» Passage to read
# New to this site - EA from Lubbock



## PSG (Jul 12, 2012)

Hello all, 
I'm Cole Shooter from Lubbock, Texas, and I was made an EA on May 17th of this year at MacKenzie Lodge #1327. I've really enjoyed the site so far, and found a lot of really interesting information and discussion. I'm looking forward to talking with you all more.

-Cole


----------



## Benton (Jul 12, 2012)

Welcome to the community!


----------



## Brent Heilman (Jul 12, 2012)

Welcome to the forums!


----------



## ahkhaaron (Jul 12, 2012)

welcome brother!


----------



## Trip (Jul 12, 2012)

Welcome to the forms and congratulations on your first step in the craft.


----------



## Bro. Brad Marrs (Jul 12, 2012)

Welcome aboard, Brother!


----------



## KSigMason (Jul 12, 2012)

Greetings and welcome aboard.


----------



## PSG (Jul 13, 2012)

» Your objective
Carry the forum thread welcoming the new member from Lubbock on from the point where it stops. The records that follow come from a different source.

» Stored data
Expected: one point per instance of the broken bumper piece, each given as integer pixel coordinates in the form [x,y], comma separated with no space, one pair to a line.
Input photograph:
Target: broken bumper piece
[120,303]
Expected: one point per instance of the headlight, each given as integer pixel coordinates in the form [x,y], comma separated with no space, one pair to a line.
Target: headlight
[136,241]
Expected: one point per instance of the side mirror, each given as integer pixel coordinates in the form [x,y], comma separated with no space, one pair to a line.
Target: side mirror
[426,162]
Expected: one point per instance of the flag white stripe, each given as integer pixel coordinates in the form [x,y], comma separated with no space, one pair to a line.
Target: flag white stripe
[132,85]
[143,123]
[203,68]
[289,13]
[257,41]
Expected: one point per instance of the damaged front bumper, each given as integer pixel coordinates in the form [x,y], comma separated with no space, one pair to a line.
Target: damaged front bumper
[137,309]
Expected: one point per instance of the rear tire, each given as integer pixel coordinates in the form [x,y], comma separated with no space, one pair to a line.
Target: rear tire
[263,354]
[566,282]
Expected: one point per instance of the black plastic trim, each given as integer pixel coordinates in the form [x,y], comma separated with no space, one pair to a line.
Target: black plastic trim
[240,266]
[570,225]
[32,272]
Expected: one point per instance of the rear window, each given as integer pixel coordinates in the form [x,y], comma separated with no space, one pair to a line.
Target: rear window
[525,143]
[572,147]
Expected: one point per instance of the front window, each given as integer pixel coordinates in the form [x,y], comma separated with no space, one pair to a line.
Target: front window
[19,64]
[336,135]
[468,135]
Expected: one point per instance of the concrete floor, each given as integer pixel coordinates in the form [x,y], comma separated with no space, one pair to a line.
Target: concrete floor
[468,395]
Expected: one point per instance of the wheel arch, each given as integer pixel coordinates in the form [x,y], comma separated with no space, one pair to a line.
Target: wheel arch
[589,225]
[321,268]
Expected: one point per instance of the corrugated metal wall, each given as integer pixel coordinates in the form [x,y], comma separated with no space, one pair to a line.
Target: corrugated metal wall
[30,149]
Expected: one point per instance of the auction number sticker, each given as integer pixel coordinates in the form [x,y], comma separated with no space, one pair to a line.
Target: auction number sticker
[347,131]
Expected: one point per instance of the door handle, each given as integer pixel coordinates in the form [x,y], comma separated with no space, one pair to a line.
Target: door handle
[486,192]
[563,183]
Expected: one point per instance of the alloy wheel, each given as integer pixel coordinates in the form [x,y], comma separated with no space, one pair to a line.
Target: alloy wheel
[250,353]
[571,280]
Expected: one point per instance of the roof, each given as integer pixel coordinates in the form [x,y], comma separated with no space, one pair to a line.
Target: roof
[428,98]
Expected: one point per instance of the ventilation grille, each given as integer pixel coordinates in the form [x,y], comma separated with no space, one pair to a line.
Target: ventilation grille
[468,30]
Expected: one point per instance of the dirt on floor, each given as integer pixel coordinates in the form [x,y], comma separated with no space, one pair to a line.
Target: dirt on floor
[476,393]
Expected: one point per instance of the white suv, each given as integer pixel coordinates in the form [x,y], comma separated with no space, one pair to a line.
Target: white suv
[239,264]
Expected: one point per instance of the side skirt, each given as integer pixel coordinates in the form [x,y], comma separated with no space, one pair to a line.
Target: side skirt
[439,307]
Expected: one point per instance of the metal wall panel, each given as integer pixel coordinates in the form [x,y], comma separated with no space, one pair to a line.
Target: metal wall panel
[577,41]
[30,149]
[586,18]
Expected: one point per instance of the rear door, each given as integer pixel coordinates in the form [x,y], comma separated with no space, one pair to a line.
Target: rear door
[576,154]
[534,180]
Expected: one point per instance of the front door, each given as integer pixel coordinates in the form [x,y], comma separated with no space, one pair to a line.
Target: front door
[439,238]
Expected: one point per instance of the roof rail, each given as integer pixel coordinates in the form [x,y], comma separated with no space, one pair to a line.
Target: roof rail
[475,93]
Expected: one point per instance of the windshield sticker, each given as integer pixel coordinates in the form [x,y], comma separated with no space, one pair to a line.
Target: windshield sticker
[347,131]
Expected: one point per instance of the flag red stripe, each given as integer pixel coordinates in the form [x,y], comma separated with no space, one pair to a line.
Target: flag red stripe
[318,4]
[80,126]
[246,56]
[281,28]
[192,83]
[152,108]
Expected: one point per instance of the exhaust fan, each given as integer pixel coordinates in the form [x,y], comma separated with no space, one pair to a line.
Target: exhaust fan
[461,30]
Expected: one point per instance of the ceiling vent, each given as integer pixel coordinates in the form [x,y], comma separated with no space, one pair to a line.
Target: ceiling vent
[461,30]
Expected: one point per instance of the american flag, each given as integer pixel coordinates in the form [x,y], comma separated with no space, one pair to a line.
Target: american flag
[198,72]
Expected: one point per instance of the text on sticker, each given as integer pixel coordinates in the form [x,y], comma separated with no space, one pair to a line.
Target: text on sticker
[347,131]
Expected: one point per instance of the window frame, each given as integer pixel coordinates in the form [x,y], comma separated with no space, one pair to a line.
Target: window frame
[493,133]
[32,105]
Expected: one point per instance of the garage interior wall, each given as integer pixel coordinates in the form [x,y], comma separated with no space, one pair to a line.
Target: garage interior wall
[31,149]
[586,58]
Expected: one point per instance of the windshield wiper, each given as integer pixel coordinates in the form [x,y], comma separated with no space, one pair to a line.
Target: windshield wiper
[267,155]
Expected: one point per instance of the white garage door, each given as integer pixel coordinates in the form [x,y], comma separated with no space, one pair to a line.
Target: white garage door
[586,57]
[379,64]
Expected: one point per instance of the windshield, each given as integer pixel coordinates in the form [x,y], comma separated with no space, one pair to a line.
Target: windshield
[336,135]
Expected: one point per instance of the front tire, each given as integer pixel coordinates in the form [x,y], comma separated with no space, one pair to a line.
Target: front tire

» Reply
Thanks for the warm welcome, brothers. I've really enjoyed not only learning the craft itself but also the immense history of the group as well. Looking forward to learning more as I progress as well.


----------



## Bro. Stewart P.M. (Jul 13, 2012)

Welcome to this Site!


----------



## Ashlar76 (Jul 16, 2012)

Welcome and best of luck in your travels.


----------



## jhale1158 (Jul 17, 2012)

I used to live in Lubbock! Welcome in Brother


----------



## kwilbourn (Jul 18, 2012)

Welcome to the community, Brother


----------



## SeeKer.mm (Jul 18, 2012)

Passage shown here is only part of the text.